*** Texte fourni
Le jazz n'est pas dans ses formes musicales, ou plutôt il n'y a pas de formes musicales pour définir une 'essence du jazz' (André Hodeir) qui traverserait son histoire par une permanence de nature esthétique. Le jazz n'est pas dans sa seule composante nègre ni dans un métissage. Le jazz n'est pas 'the Great black Music' ni 'une esthétique du 20ème siècle' (Gilles Mouëllic, 2000). Le jazz certes n'est pas africain, mais son héritage africain résiste au révisionnisme d'un René Langel (Le jazz orphelin de l'Afrique, 2001).
******
*** Entrées répertoriées
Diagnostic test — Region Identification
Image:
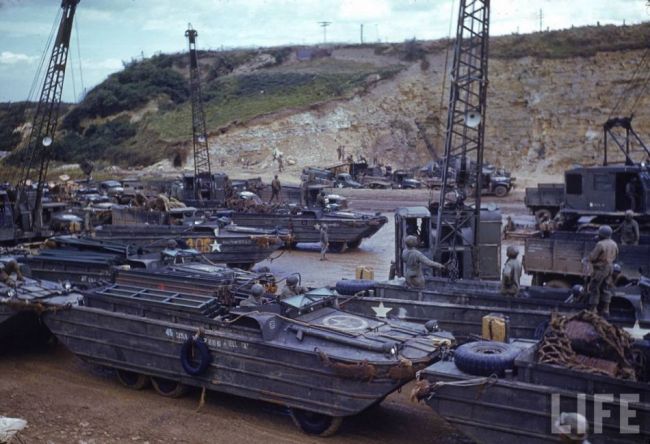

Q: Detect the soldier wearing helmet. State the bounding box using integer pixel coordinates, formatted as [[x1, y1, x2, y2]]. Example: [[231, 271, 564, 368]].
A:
[[616, 210, 641, 245], [280, 275, 307, 300], [501, 245, 521, 296], [0, 259, 25, 287], [239, 284, 264, 307], [402, 236, 445, 288], [587, 225, 618, 316]]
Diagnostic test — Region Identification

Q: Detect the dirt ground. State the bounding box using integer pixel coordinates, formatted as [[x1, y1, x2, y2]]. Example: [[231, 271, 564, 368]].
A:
[[0, 190, 532, 444]]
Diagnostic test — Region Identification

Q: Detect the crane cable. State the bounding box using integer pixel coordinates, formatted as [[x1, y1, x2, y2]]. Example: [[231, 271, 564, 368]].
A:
[[429, 0, 456, 206], [13, 9, 63, 183], [607, 48, 650, 120]]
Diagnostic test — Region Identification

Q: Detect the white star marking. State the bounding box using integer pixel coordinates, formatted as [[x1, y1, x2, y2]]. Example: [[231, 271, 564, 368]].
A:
[[370, 301, 392, 318]]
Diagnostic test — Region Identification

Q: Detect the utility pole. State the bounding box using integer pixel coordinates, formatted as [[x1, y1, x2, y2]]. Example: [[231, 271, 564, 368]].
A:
[[318, 22, 332, 43]]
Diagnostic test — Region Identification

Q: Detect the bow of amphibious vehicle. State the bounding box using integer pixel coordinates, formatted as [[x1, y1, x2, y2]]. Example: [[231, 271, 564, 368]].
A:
[[45, 284, 453, 434]]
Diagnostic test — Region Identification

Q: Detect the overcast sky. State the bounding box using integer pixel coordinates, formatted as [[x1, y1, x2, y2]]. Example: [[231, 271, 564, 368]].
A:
[[0, 0, 650, 101]]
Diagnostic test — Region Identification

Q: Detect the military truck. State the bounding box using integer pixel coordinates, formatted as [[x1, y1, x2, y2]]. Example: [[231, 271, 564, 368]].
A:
[[523, 232, 650, 288], [395, 207, 501, 280], [524, 183, 564, 222]]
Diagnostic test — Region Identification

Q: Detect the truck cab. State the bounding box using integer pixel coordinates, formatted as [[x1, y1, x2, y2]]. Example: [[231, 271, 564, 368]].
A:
[[395, 207, 501, 280], [563, 164, 650, 214]]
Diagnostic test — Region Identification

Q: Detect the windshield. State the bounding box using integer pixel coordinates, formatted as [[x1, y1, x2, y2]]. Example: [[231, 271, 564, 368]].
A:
[[282, 288, 334, 309]]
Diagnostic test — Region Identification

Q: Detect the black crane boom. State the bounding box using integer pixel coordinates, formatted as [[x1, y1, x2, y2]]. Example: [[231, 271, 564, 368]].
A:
[[185, 25, 212, 198], [434, 0, 490, 276], [16, 0, 80, 230]]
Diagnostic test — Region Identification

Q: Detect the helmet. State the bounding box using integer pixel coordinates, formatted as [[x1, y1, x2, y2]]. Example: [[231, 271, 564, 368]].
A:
[[404, 235, 418, 248], [554, 413, 589, 441], [571, 284, 585, 296], [251, 284, 264, 298], [598, 225, 612, 239]]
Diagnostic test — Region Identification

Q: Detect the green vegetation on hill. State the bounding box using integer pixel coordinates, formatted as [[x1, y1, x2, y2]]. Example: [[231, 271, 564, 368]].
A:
[[0, 23, 650, 170]]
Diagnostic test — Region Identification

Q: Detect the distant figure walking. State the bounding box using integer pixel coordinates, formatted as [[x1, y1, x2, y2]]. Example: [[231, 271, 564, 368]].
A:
[[320, 224, 330, 261], [269, 174, 282, 203]]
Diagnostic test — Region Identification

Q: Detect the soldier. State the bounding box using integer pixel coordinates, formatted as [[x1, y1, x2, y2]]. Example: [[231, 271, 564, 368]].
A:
[[320, 224, 330, 261], [501, 245, 521, 296], [539, 214, 553, 237], [239, 284, 264, 307], [316, 190, 327, 208], [0, 259, 25, 287], [278, 154, 284, 173], [625, 177, 638, 211], [587, 225, 618, 316], [616, 210, 641, 245], [280, 275, 307, 300], [402, 236, 445, 288], [269, 174, 282, 203], [503, 216, 515, 238]]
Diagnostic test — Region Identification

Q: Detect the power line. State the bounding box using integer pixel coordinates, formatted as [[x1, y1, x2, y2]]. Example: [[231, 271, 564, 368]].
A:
[[318, 22, 332, 43]]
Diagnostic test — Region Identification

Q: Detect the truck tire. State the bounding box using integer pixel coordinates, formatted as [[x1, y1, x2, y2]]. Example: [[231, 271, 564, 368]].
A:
[[180, 337, 212, 376], [289, 408, 343, 437], [494, 185, 508, 197], [454, 341, 521, 377], [336, 279, 376, 296]]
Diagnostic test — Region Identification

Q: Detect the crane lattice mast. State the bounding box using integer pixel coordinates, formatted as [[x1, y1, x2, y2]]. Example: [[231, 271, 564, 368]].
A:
[[16, 0, 80, 230], [185, 25, 212, 198], [434, 0, 490, 276]]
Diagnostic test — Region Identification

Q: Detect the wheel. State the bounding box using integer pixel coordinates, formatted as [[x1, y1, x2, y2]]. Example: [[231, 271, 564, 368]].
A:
[[151, 377, 188, 398], [546, 279, 571, 288], [494, 185, 508, 197], [454, 341, 520, 376], [181, 337, 212, 376], [289, 408, 343, 437], [116, 369, 151, 390], [535, 208, 553, 223], [336, 279, 376, 296], [348, 239, 363, 250]]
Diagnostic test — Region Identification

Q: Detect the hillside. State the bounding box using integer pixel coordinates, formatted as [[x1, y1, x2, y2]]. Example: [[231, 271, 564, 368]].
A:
[[0, 23, 650, 182]]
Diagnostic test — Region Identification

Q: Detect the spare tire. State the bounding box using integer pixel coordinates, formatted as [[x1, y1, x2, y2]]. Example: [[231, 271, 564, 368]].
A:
[[336, 279, 376, 296], [181, 337, 212, 376], [454, 341, 521, 376]]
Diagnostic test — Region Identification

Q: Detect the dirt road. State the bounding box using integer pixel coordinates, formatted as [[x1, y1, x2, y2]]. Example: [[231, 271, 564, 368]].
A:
[[0, 190, 527, 444]]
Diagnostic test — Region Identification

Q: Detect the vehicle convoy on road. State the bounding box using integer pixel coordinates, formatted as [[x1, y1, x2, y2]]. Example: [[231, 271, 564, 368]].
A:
[[44, 284, 453, 436]]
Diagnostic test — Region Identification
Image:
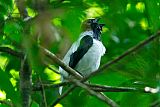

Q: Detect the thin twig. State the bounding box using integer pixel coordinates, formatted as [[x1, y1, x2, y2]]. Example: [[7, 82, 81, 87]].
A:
[[0, 46, 24, 58], [19, 56, 32, 107], [39, 76, 47, 107], [83, 31, 160, 81], [33, 82, 160, 93], [0, 100, 13, 107], [33, 82, 70, 91]]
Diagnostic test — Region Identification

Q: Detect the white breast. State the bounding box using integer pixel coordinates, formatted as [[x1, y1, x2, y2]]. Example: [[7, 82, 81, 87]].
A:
[[75, 39, 106, 76]]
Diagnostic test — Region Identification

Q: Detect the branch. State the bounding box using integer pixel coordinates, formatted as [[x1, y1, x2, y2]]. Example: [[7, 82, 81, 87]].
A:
[[39, 76, 47, 107], [19, 56, 32, 107], [82, 31, 160, 81], [33, 82, 70, 91], [33, 82, 160, 93], [0, 47, 24, 59], [0, 100, 13, 107]]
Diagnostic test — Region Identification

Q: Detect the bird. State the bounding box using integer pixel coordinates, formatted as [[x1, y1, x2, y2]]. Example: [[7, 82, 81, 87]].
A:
[[59, 18, 106, 95]]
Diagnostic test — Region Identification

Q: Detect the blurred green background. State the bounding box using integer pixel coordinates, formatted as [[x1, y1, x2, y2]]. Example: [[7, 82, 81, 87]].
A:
[[0, 0, 160, 107]]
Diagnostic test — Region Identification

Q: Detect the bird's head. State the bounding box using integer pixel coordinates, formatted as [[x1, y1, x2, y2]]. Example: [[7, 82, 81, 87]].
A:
[[81, 18, 105, 40]]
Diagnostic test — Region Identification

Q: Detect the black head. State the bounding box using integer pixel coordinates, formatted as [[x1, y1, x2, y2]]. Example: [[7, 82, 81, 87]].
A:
[[88, 18, 105, 40]]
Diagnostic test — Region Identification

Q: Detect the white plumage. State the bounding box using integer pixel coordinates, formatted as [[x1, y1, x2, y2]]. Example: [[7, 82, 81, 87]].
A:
[[59, 30, 106, 94]]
******
#### Tâches à réaliser
**1)** À qui le texte sur le jazz attribue-t-il l'expression « essence du jazz » ?
**2)** Quelles sont toutes les personnes nommées dans le texte sur le jazz ?
**3)** Reproduisez le passage du texte sur le jazz qui va de « Le jazz n'est pas dans ses » jusqu'à « de l'Afrique, 2001). » inclus.

#### Solutions ci-dessous
**1)** À André Hodeir.

**2)** André Hodeir, Gilles Mouëllic, René Langel

**3)**
Le jazz n'est pas dans ses formes musicales, ou plutôt il n'y a pas de formes musicales pour définir une 'essence du jazz' (André Hodeir) qui traverserait son histoire par une permanence de nature esthétique. Le jazz n'est pas dans sa seule composante nègre ni dans un métissage. Le jazz n'est pas 'the Great black Music' ni 'une esthétique du 20ème siècle' (Gilles Mouëllic, 2000). Le jazz certes n'est pas africain, mais son héritage africain résiste au révisionnisme d'un René Langel (Le jazz orphelin de l'Afrique, 2001).